== Extracted material ==

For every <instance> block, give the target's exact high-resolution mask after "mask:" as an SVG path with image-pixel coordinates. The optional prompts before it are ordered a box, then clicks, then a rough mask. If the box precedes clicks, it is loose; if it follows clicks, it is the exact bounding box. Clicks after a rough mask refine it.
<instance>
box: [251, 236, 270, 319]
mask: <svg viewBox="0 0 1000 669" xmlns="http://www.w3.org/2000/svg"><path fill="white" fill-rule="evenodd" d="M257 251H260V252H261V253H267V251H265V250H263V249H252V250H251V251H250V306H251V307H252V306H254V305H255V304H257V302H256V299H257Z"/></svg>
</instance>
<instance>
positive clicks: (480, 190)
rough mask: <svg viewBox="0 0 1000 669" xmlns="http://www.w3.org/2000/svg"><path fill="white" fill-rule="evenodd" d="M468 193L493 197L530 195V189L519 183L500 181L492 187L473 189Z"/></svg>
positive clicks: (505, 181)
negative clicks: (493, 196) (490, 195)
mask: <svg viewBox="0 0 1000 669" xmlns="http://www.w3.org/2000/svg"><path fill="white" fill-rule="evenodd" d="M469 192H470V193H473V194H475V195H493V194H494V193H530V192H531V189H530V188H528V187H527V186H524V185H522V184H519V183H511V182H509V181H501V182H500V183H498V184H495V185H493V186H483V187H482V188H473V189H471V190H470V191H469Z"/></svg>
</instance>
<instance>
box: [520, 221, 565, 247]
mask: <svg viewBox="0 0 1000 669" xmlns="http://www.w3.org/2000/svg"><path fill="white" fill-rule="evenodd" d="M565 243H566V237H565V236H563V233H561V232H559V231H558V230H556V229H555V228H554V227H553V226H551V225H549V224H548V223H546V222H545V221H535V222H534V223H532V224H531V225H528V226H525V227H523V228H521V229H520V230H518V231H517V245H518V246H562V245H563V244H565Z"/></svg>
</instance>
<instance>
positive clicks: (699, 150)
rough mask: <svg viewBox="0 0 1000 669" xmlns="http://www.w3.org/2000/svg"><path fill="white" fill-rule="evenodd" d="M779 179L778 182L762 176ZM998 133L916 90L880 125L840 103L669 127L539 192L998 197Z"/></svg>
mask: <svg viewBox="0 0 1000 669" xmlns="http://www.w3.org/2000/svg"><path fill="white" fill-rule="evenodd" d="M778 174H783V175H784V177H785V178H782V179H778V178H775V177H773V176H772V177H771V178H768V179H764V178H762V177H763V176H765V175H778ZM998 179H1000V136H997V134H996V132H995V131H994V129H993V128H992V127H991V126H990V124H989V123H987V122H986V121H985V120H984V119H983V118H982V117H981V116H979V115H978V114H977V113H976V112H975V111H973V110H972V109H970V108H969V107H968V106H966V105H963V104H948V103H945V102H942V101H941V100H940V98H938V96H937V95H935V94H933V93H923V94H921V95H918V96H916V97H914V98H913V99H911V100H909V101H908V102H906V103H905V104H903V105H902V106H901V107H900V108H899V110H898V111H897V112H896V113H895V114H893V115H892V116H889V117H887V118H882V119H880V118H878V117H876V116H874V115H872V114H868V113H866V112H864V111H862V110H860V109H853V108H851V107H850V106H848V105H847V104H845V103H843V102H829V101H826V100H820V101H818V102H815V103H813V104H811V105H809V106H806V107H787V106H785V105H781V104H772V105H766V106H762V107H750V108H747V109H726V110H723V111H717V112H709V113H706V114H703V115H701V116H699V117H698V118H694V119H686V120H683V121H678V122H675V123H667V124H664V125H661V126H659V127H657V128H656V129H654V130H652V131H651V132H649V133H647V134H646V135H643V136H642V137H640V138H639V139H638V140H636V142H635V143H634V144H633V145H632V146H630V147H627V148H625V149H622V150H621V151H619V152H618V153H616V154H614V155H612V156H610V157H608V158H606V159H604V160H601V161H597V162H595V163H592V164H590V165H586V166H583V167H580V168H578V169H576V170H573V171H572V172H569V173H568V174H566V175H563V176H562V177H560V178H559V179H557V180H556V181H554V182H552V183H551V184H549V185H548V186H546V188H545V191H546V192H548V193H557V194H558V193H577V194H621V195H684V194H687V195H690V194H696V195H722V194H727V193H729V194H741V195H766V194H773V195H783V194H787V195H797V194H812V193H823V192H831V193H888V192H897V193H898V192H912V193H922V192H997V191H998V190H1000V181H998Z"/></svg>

===

◆ **Problem details**
Return all of the material above line for line, without changing a single character.

◆ **Answer to the problem**
For every <instance> block, give the target's exact high-resolution mask after "mask:" as an SVG path with image-pixel coordinates. The optional prompts before it are ordered a box, then clicks, then a rough mask. If the box precedes clicks, it is loose; if it follows clicks, it is the exact bounding box. Clicks after a rough mask refine it.
<instance>
box: [251, 236, 270, 319]
mask: <svg viewBox="0 0 1000 669" xmlns="http://www.w3.org/2000/svg"><path fill="white" fill-rule="evenodd" d="M257 251H260V252H261V253H267V251H265V250H263V249H252V250H251V251H250V306H251V307H252V306H254V305H255V304H257V302H256V299H257Z"/></svg>
</instance>
<instance>
positive clicks: (480, 190)
rough mask: <svg viewBox="0 0 1000 669" xmlns="http://www.w3.org/2000/svg"><path fill="white" fill-rule="evenodd" d="M468 193L493 197L530 195V189L519 183L500 181L492 187L473 189Z"/></svg>
positive clicks: (505, 181)
negative clicks: (493, 196) (490, 195)
mask: <svg viewBox="0 0 1000 669" xmlns="http://www.w3.org/2000/svg"><path fill="white" fill-rule="evenodd" d="M469 192H470V193H473V194H475V195H493V194H494V193H530V192H531V189H530V188H528V187H527V186H524V185H522V184H519V183H511V182H509V181H501V182H500V183H498V184H495V185H493V186H483V187H482V188H473V189H471V190H470V191H469Z"/></svg>
</instance>
<instance>
box: [520, 221, 565, 247]
mask: <svg viewBox="0 0 1000 669" xmlns="http://www.w3.org/2000/svg"><path fill="white" fill-rule="evenodd" d="M565 243H566V237H565V236H563V233H561V232H559V231H558V230H556V229H555V228H554V227H553V226H551V225H549V224H548V223H546V222H545V221H535V222H534V223H532V224H531V225H528V226H525V227H523V228H521V229H520V230H518V231H517V245H518V246H562V245H563V244H565Z"/></svg>
</instance>
<instance>
positive clicks: (699, 150)
rough mask: <svg viewBox="0 0 1000 669" xmlns="http://www.w3.org/2000/svg"><path fill="white" fill-rule="evenodd" d="M779 179L778 182L762 176ZM998 133L916 90L880 125L840 103L669 127L539 192L998 197Z"/></svg>
mask: <svg viewBox="0 0 1000 669" xmlns="http://www.w3.org/2000/svg"><path fill="white" fill-rule="evenodd" d="M778 174H783V175H784V177H785V178H782V179H778V178H775V177H773V176H772V177H771V178H768V179H764V178H762V177H763V176H765V175H778ZM998 179H1000V136H997V134H996V132H995V131H994V129H993V128H992V127H991V126H990V124H989V123H987V122H986V121H985V120H984V119H983V118H982V117H981V116H979V115H978V114H977V113H976V112H975V111H973V110H972V109H970V108H969V107H968V106H966V105H963V104H948V103H945V102H942V101H941V100H940V98H938V96H937V95H935V94H933V93H923V94H921V95H918V96H916V97H914V98H913V99H911V100H909V101H908V102H906V103H905V104H903V105H902V106H901V107H900V108H899V110H898V111H897V112H896V113H895V114H893V115H892V116H889V117H887V118H882V119H880V118H878V117H876V116H874V115H872V114H868V113H866V112H864V111H862V110H860V109H853V108H851V107H850V106H848V105H847V104H845V103H843V102H829V101H826V100H820V101H818V102H815V103H813V104H811V105H809V106H806V107H787V106H785V105H781V104H772V105H766V106H762V107H750V108H747V109H726V110H723V111H717V112H709V113H706V114H703V115H701V116H699V117H698V118H694V119H686V120H683V121H678V122H675V123H667V124H664V125H661V126H659V127H657V128H656V129H654V130H652V131H651V132H649V133H647V134H646V135H643V136H642V137H640V138H639V139H638V140H636V142H635V143H634V144H633V145H632V146H630V147H627V148H625V149H622V150H621V151H619V152H618V153H616V154H614V155H612V156H610V157H608V158H606V159H604V160H601V161H597V162H595V163H592V164H590V165H586V166H583V167H580V168H578V169H576V170H573V171H572V172H569V173H568V174H566V175H563V176H562V177H560V178H559V179H557V180H556V181H554V182H552V183H551V184H549V185H548V186H546V188H545V191H546V192H548V193H557V194H558V193H577V194H621V195H684V194H687V195H690V194H696V195H722V194H727V193H729V194H741V195H766V194H773V195H783V194H787V195H797V194H812V193H823V192H831V193H888V192H897V193H898V192H912V193H922V192H997V191H998V190H1000V181H998Z"/></svg>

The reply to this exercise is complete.